**What the task requires:** Report how many lines of the records contain the string "paving", matching case exactly, and give only that number.

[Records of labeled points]
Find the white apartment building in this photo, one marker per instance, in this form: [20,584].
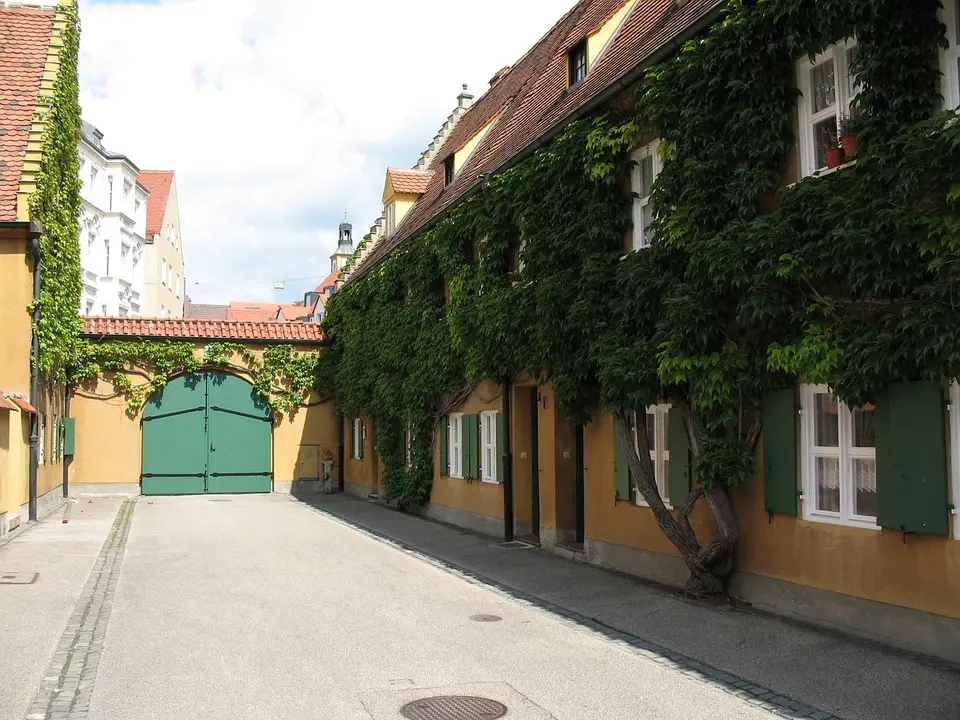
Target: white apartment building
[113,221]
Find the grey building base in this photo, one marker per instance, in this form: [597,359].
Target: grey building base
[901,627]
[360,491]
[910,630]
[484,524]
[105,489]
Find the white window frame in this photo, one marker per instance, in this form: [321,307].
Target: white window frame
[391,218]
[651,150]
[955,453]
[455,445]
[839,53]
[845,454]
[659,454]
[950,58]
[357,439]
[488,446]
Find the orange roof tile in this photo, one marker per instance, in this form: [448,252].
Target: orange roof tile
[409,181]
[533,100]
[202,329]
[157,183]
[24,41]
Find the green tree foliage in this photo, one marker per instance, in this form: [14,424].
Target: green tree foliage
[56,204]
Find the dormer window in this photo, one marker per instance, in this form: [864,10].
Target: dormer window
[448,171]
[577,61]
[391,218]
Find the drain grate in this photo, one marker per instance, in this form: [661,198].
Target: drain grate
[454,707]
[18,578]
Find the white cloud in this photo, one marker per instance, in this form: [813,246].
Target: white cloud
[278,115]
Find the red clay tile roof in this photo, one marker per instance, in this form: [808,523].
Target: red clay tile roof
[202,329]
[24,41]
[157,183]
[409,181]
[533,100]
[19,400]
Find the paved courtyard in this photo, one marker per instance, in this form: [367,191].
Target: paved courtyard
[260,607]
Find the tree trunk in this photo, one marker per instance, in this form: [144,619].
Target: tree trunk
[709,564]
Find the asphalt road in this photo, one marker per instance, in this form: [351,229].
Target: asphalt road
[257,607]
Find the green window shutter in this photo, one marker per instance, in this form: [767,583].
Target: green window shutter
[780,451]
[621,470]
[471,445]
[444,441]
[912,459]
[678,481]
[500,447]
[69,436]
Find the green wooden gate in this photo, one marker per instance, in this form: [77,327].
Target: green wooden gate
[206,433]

* * *

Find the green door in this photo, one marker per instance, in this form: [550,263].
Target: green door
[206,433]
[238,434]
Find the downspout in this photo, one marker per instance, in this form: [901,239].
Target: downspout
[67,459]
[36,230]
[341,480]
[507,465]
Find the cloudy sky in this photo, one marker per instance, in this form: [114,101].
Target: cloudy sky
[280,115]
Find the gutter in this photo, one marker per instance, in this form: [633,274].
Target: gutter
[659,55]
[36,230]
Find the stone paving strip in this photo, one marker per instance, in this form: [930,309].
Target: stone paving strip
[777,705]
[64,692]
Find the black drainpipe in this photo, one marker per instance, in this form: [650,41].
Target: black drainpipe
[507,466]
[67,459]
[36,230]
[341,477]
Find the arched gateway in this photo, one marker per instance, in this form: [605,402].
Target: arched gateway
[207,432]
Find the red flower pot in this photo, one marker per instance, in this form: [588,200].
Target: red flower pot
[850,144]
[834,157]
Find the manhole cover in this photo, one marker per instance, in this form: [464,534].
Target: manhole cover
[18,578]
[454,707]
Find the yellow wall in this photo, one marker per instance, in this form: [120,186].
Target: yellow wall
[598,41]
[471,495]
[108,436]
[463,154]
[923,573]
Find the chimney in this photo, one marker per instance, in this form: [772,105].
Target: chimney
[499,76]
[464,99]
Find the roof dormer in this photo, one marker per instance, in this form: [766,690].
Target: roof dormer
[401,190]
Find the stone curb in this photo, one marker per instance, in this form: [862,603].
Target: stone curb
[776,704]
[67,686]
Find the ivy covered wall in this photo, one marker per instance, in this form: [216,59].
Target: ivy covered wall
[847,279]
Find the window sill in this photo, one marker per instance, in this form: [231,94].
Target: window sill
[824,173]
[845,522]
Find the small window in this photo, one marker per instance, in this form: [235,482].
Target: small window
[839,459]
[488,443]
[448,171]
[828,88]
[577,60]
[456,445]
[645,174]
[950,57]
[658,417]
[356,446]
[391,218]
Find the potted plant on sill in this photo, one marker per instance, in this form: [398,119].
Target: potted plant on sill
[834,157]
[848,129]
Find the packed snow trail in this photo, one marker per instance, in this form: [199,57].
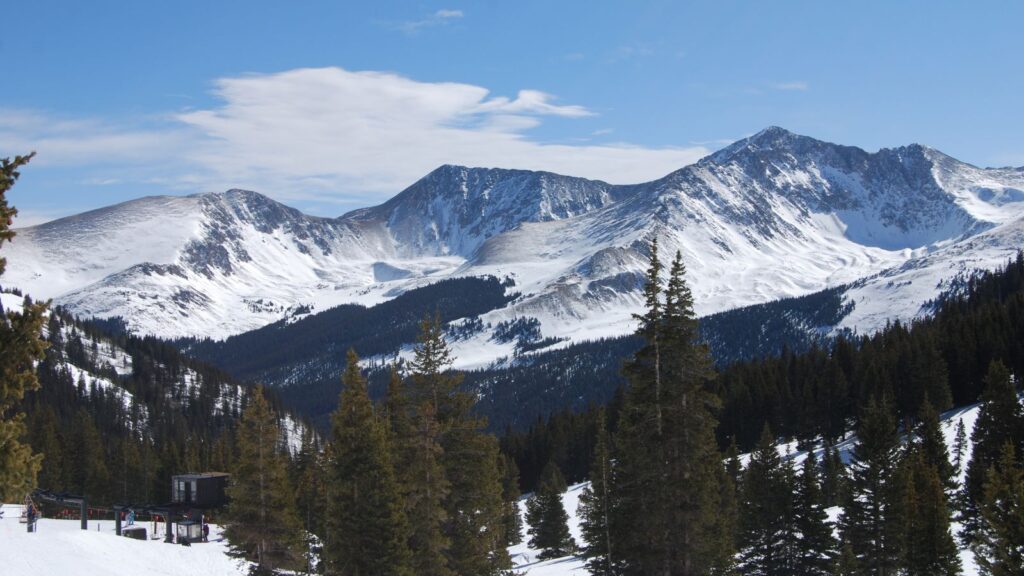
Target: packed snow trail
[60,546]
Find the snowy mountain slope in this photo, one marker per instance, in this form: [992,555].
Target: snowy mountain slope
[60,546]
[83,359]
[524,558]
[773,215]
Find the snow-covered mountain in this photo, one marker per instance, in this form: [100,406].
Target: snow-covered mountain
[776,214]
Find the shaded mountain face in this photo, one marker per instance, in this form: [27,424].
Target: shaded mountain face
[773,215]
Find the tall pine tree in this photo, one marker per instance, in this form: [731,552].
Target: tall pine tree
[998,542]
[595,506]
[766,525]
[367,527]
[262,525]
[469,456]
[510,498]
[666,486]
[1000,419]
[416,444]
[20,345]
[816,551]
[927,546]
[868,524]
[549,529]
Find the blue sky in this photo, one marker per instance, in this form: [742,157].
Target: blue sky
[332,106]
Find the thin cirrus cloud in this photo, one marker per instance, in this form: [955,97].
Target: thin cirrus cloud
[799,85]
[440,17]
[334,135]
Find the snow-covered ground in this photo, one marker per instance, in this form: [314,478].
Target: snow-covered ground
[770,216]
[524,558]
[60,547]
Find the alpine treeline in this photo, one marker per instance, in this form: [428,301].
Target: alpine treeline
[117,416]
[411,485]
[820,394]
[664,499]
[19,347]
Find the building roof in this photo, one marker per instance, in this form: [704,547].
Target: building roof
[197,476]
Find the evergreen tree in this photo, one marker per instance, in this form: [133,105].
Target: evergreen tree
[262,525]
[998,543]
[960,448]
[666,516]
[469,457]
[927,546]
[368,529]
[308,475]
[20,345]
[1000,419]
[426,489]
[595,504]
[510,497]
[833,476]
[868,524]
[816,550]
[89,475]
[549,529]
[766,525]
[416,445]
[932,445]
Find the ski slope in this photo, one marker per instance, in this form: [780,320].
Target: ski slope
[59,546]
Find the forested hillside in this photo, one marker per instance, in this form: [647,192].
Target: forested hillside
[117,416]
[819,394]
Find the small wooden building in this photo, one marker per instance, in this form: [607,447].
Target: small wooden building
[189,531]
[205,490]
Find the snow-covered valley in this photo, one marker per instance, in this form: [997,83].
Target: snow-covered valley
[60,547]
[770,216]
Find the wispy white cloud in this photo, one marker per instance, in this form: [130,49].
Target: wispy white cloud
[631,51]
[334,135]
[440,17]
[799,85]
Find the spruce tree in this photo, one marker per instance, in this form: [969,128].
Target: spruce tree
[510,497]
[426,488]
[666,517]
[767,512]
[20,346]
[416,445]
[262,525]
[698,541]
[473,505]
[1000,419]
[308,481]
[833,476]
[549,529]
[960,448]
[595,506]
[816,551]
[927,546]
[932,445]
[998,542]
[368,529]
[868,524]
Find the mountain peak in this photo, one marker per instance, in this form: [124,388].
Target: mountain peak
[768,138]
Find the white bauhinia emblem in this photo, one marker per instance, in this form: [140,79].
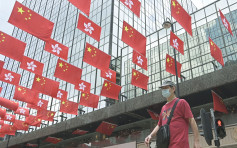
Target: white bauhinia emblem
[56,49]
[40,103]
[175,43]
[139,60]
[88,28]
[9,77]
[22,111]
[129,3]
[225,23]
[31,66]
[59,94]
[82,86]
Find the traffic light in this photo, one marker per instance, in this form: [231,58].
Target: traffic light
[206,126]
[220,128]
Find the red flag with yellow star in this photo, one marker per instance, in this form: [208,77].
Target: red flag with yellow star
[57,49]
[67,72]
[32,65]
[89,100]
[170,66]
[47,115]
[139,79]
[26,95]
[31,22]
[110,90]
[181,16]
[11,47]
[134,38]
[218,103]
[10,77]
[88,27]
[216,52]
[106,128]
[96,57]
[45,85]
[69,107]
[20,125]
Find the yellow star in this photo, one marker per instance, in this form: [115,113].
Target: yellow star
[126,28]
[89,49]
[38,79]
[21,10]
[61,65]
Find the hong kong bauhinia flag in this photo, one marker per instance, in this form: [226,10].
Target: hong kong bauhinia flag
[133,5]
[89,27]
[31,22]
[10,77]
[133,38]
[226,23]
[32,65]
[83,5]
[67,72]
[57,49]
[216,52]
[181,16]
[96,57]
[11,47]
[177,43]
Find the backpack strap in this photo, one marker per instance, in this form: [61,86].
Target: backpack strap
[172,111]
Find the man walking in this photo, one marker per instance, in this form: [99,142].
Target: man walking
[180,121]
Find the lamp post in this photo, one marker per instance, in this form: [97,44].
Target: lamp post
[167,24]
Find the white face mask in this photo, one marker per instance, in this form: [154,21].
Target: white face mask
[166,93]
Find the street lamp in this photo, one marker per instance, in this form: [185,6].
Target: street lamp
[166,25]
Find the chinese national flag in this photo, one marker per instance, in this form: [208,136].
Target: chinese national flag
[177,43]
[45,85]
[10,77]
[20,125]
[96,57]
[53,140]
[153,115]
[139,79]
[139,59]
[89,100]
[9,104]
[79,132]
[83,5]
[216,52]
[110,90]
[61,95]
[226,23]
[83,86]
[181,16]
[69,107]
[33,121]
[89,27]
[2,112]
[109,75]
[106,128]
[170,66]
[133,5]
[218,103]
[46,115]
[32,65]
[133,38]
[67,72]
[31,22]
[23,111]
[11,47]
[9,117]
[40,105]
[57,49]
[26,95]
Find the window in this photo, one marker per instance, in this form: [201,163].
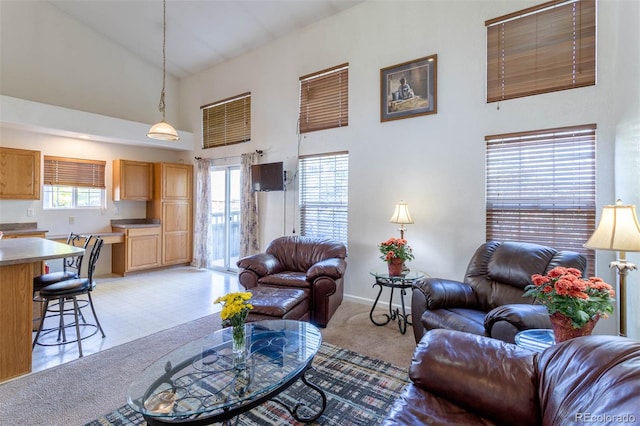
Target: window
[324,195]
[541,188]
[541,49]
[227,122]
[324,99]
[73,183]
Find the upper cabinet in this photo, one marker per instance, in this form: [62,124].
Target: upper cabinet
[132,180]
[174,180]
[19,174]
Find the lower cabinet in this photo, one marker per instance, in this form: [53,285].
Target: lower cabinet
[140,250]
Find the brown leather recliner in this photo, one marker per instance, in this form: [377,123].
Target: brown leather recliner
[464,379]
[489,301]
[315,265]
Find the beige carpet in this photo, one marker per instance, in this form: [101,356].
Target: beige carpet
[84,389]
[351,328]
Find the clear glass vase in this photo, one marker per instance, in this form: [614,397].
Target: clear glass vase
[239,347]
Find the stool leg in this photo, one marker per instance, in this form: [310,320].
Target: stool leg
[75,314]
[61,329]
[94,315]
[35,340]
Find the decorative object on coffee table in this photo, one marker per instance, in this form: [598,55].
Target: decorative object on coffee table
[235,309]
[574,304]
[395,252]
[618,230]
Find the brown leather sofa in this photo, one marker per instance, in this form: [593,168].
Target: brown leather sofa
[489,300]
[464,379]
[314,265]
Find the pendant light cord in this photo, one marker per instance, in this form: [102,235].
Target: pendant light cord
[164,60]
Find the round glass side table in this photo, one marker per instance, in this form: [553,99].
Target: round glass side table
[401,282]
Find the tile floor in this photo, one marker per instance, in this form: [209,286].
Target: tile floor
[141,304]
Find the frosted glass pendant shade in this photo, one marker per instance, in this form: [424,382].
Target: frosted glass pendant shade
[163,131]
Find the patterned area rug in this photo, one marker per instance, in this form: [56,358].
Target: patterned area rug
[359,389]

**Exercise result:** 2